DATA PROVIDED:
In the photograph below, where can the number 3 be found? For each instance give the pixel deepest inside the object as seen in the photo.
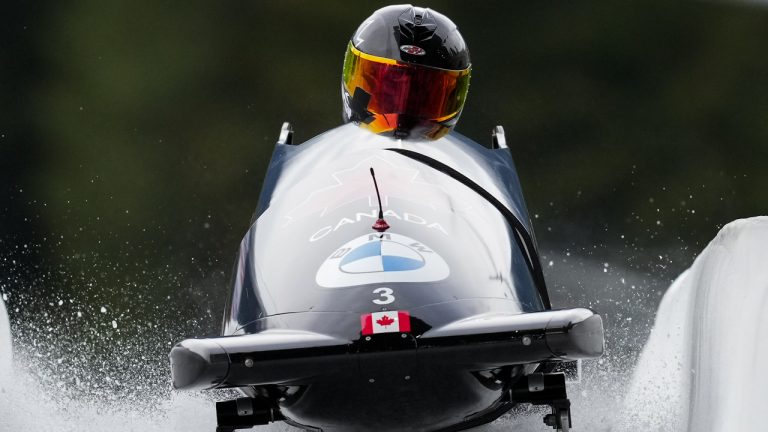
(386, 296)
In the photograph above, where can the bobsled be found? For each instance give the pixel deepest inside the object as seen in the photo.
(388, 285)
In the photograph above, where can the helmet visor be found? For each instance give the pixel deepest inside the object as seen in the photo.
(400, 88)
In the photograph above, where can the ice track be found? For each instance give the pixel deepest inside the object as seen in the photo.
(703, 366)
(700, 370)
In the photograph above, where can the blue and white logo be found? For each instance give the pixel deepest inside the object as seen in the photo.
(374, 258)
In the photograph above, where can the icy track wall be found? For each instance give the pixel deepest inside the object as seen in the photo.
(703, 366)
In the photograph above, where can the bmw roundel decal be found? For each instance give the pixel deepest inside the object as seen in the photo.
(375, 258)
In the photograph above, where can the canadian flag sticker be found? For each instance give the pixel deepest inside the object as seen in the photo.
(386, 322)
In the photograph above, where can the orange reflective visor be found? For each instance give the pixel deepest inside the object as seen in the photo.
(405, 88)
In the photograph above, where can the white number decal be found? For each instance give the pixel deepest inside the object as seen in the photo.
(386, 296)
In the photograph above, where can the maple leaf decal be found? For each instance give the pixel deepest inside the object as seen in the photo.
(385, 321)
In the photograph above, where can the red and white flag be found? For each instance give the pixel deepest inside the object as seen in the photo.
(386, 322)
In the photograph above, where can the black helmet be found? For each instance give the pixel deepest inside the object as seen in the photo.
(406, 73)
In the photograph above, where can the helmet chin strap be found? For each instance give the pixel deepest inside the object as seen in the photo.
(358, 104)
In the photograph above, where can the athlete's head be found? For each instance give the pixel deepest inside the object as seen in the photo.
(406, 73)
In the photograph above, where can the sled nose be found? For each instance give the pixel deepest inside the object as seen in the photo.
(198, 363)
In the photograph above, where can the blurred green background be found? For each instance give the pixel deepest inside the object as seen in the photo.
(134, 136)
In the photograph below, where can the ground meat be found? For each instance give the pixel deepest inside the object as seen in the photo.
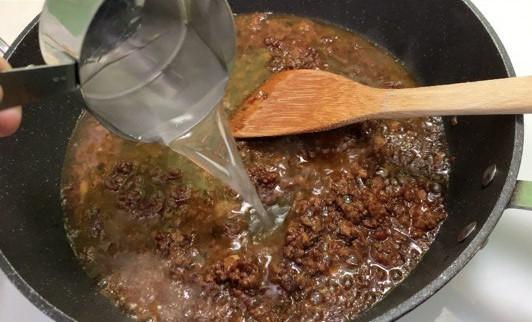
(240, 272)
(290, 54)
(263, 178)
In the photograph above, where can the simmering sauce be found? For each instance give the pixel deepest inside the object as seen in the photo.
(168, 242)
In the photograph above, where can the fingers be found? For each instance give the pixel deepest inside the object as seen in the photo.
(10, 118)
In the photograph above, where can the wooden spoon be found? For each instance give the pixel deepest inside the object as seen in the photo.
(302, 101)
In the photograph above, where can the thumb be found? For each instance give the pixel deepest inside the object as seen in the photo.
(10, 118)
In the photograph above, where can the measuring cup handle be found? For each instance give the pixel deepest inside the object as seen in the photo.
(32, 84)
(3, 47)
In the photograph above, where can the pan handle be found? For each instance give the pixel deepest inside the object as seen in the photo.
(522, 196)
(34, 83)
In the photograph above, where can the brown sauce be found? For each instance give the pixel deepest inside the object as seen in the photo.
(166, 242)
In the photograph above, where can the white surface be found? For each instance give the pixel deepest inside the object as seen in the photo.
(495, 286)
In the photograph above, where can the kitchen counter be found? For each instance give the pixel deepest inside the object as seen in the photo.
(495, 286)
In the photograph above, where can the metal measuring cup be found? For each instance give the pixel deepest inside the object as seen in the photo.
(144, 67)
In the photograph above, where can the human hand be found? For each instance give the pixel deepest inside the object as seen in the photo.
(9, 118)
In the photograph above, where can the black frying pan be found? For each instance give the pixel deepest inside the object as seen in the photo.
(440, 42)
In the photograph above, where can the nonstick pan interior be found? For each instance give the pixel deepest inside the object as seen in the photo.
(440, 42)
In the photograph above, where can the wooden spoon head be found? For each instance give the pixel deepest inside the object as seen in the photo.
(303, 101)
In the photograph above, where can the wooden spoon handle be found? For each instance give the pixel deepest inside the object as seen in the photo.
(500, 96)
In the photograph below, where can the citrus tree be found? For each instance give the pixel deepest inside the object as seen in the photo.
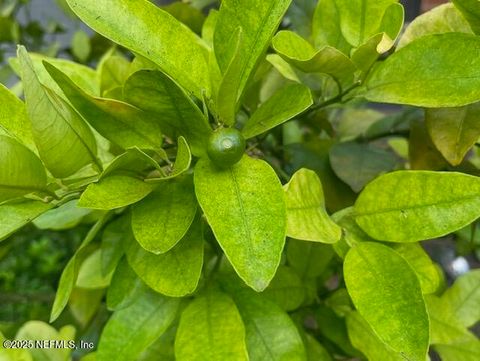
(247, 200)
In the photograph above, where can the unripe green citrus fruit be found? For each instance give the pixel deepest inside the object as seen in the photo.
(226, 147)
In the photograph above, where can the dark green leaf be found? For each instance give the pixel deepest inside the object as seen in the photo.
(360, 19)
(158, 95)
(409, 206)
(153, 33)
(283, 105)
(21, 172)
(119, 122)
(13, 118)
(246, 211)
(113, 192)
(64, 141)
(464, 298)
(286, 289)
(270, 333)
(408, 77)
(131, 330)
(441, 19)
(307, 218)
(211, 329)
(16, 215)
(454, 130)
(124, 288)
(259, 21)
(302, 55)
(358, 163)
(387, 293)
(471, 11)
(365, 339)
(160, 220)
(175, 273)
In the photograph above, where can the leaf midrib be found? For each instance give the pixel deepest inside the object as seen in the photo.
(421, 206)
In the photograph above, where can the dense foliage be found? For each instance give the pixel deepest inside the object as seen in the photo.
(245, 198)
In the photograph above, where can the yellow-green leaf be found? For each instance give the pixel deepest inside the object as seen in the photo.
(307, 218)
(21, 172)
(409, 206)
(161, 219)
(387, 294)
(153, 33)
(246, 210)
(408, 77)
(211, 329)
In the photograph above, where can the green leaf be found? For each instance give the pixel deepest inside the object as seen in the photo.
(16, 215)
(113, 72)
(368, 53)
(307, 218)
(175, 273)
(454, 130)
(187, 14)
(441, 19)
(131, 330)
(418, 259)
(471, 11)
(181, 165)
(392, 21)
(465, 350)
(315, 155)
(286, 289)
(119, 122)
(352, 233)
(422, 153)
(70, 272)
(408, 77)
(81, 46)
(246, 211)
(13, 118)
(160, 220)
(38, 330)
(157, 94)
(333, 328)
(226, 100)
(409, 206)
(124, 288)
(211, 329)
(152, 33)
(270, 333)
(309, 259)
(464, 298)
(90, 275)
(315, 350)
(259, 21)
(81, 75)
(283, 105)
(328, 60)
(359, 163)
(21, 172)
(387, 293)
(66, 216)
(113, 192)
(326, 28)
(64, 141)
(84, 304)
(112, 247)
(364, 339)
(445, 327)
(360, 19)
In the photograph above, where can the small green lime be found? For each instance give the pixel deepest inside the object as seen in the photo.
(226, 147)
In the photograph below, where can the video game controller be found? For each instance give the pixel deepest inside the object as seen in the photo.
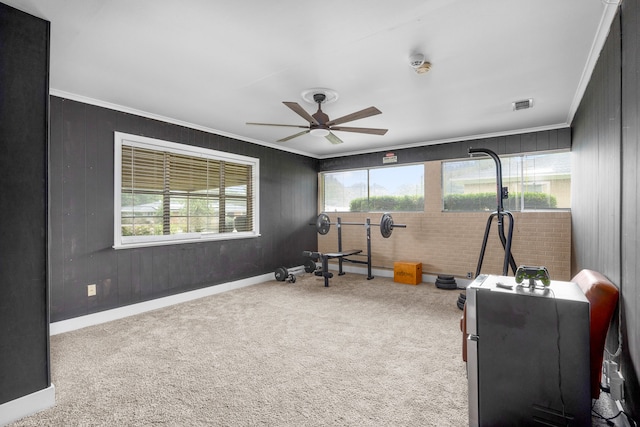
(533, 274)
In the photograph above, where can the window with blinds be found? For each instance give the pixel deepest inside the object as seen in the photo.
(171, 193)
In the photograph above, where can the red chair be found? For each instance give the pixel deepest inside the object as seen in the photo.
(603, 298)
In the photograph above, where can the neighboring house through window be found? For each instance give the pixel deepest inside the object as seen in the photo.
(167, 193)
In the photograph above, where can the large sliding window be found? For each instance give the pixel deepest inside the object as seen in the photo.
(535, 181)
(385, 189)
(167, 193)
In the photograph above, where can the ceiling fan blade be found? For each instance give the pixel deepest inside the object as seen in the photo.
(293, 136)
(333, 139)
(367, 112)
(274, 124)
(371, 131)
(301, 112)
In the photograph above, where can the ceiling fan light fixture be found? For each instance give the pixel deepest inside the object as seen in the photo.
(319, 132)
(330, 95)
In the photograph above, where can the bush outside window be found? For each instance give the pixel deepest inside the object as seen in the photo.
(167, 193)
(385, 189)
(535, 182)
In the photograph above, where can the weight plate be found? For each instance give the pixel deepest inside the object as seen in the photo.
(323, 223)
(309, 266)
(281, 274)
(386, 225)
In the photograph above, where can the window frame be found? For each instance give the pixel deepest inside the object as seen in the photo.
(137, 141)
(322, 184)
(521, 176)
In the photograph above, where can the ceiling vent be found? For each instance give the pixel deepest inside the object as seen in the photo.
(522, 105)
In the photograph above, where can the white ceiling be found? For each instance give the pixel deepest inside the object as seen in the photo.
(216, 64)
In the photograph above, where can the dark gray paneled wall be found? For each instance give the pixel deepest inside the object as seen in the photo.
(595, 204)
(81, 171)
(606, 132)
(630, 232)
(24, 88)
(504, 145)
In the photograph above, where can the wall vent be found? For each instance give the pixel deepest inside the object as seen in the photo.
(522, 105)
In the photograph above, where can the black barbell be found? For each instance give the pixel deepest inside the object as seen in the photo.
(323, 224)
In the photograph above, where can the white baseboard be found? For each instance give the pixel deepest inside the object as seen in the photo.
(142, 307)
(27, 405)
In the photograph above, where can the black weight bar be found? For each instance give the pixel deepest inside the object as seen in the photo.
(323, 224)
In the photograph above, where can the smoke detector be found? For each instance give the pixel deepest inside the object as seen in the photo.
(417, 62)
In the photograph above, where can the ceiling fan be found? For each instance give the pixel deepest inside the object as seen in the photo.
(320, 125)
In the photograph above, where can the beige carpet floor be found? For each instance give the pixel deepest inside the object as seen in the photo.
(359, 353)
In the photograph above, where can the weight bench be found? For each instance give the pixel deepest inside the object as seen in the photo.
(324, 258)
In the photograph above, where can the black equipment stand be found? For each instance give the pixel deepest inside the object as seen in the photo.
(367, 226)
(500, 213)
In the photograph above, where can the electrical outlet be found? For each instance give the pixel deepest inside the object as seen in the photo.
(616, 386)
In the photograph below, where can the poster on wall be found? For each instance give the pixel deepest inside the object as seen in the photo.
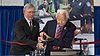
(81, 14)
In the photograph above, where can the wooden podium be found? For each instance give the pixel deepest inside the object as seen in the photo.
(64, 52)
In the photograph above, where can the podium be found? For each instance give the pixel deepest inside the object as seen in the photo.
(65, 52)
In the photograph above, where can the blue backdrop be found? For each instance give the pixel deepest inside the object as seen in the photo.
(97, 28)
(8, 16)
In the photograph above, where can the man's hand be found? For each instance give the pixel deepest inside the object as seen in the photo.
(43, 33)
(40, 46)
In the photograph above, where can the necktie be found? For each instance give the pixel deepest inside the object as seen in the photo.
(30, 26)
(57, 36)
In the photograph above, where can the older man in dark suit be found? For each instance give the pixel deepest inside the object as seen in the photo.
(26, 31)
(60, 29)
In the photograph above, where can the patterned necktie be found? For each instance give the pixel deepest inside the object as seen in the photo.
(30, 26)
(57, 36)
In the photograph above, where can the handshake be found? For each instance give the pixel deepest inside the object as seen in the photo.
(43, 39)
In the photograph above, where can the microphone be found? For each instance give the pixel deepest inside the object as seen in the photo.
(76, 39)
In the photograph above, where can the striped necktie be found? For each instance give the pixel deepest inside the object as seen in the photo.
(57, 36)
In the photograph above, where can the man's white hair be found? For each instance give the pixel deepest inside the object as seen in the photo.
(61, 11)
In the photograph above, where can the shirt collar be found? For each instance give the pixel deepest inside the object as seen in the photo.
(27, 20)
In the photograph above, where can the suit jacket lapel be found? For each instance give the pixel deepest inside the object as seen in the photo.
(26, 25)
(54, 28)
(64, 30)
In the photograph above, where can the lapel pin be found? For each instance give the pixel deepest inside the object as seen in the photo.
(64, 28)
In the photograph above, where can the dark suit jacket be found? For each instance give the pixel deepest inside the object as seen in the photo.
(23, 34)
(67, 34)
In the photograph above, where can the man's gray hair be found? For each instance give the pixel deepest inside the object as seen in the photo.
(28, 6)
(61, 11)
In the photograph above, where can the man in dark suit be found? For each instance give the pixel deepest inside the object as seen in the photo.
(66, 35)
(26, 33)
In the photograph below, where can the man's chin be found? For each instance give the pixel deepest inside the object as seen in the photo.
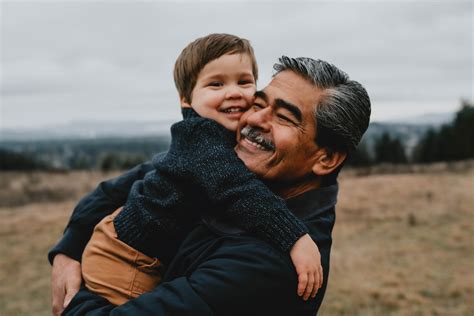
(253, 158)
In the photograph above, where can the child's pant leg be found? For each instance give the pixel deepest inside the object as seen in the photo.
(113, 269)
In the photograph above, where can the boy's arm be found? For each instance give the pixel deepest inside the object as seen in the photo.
(92, 208)
(217, 286)
(202, 152)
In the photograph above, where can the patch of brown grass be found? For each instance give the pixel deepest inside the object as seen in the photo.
(402, 242)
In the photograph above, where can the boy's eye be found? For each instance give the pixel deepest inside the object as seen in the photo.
(257, 106)
(215, 84)
(244, 82)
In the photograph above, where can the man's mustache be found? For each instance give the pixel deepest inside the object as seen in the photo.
(255, 135)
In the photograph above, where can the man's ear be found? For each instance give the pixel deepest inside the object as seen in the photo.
(184, 103)
(327, 161)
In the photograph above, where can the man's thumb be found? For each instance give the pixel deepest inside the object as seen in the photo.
(70, 292)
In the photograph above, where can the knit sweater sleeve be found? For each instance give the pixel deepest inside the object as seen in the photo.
(202, 151)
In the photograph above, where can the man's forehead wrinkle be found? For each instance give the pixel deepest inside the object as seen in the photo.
(280, 103)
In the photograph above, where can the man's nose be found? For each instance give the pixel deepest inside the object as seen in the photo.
(261, 119)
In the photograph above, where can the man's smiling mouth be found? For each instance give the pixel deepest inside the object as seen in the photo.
(254, 137)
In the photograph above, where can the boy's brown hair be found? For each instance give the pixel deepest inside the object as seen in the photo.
(203, 50)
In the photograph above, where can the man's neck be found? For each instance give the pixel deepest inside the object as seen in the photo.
(287, 191)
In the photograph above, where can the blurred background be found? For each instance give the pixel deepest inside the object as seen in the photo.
(87, 91)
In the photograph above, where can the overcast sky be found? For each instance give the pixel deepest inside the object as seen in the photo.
(112, 61)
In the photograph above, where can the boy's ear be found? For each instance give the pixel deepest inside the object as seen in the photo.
(327, 161)
(184, 103)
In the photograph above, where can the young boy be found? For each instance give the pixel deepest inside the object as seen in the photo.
(215, 76)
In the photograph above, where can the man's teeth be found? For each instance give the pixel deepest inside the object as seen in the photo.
(232, 110)
(254, 144)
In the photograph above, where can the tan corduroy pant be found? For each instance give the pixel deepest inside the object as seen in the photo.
(113, 269)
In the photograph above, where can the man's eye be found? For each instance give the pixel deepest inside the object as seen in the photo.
(285, 118)
(215, 84)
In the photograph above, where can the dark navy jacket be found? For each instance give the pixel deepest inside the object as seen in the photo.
(218, 270)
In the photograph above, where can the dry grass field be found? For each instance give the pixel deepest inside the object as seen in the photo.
(403, 242)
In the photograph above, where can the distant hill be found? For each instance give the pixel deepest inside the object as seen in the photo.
(94, 145)
(88, 130)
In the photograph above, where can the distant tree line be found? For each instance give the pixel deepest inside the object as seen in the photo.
(17, 161)
(453, 141)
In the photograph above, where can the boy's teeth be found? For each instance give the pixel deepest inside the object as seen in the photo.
(231, 110)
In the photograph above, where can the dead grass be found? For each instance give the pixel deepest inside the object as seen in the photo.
(403, 242)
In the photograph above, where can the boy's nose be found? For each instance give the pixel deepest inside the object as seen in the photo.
(233, 92)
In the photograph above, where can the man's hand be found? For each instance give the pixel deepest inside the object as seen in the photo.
(307, 261)
(65, 282)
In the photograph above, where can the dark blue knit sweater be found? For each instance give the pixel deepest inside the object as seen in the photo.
(201, 170)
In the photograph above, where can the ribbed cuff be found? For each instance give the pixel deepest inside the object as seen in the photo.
(283, 230)
(131, 227)
(72, 244)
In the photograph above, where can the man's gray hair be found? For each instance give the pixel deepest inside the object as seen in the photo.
(343, 113)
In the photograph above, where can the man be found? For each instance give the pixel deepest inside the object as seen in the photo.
(313, 116)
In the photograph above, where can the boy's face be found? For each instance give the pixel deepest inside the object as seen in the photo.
(224, 90)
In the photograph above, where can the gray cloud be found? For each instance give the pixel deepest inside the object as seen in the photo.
(114, 60)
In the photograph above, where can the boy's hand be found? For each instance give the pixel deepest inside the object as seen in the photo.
(307, 261)
(65, 282)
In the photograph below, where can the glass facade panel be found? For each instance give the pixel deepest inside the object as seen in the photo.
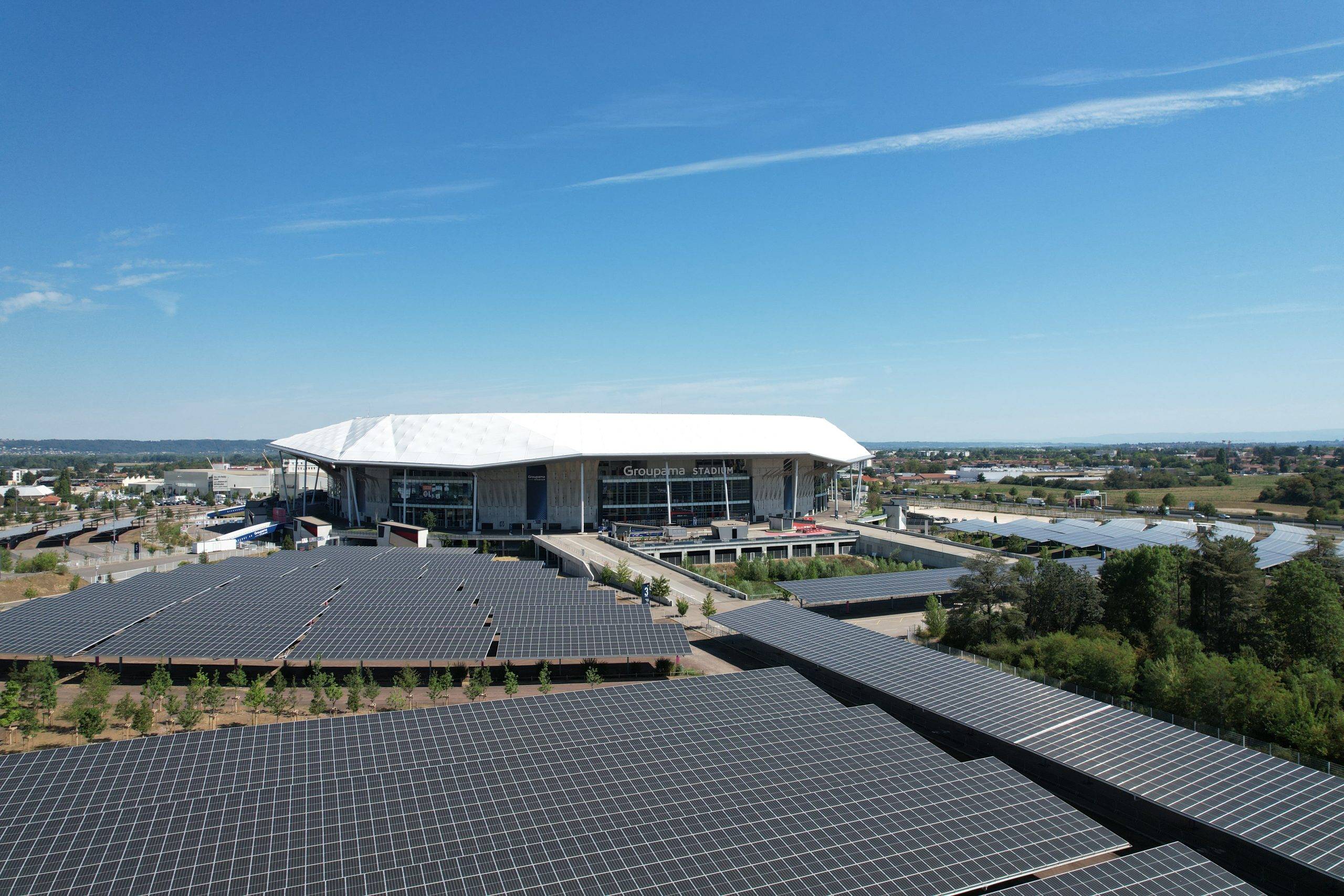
(632, 492)
(445, 495)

EXERCISE TASK: Starting at the line that contains "In the photograph above, where can the boy's teeth", retype each line through the final one in the listing, with both ends kept and the pictures omitted.

THE OUTPUT:
In the photograph above, where can the boy's teeth be found? For each instance give the pixel deepest inside the object as seen in the photo.
(231, 110)
In the photograph above, where can the dead grass be found? For each instance give the pixel deepest inside the object as seen in the photo.
(403, 242)
In the photograph above, where can the boy's nose be found? For each instance give the pixel deepest inside the object as seen in the photo.
(233, 92)
In the photograph above, where can the man's hand be found? For each instance give the pixel deepest inside the object as seen in the photo.
(307, 261)
(65, 282)
In the photograph above, where can the dark blue knit sweater be found? For each instance give the pixel deepest inside the object as seen in the photo.
(201, 170)
In the photograph above, where can the ribbed cuff be found? For each instance give the pixel deepest inside the object as seen in the photo.
(283, 230)
(131, 227)
(72, 244)
In the photograph above, where can the man's gray hair be found? For each instance give the pixel deepest inside the object as seen in the photo.
(343, 113)
In the photograph above, where can the man be found? For each instance give the pixel deepest inside the object as seen in the photo.
(313, 116)
In the photograph above, where can the boy's face be found? For each instance give the pixel deepest inside the object as seen in the photo.
(224, 90)
In the photograph above, where can the gray cloud be found? For each instance give the pixel deepest inside the object as seen in the photo.
(114, 60)
In the photograph above, where can the boy's hand be found? For each instance give the pixel deepest inside the object as seen in the photo.
(307, 261)
(65, 282)
In the photograph below, where can the glass facade panel be found? For each instance give the pixel deepest inside the object as seen in the photo.
(632, 492)
(445, 495)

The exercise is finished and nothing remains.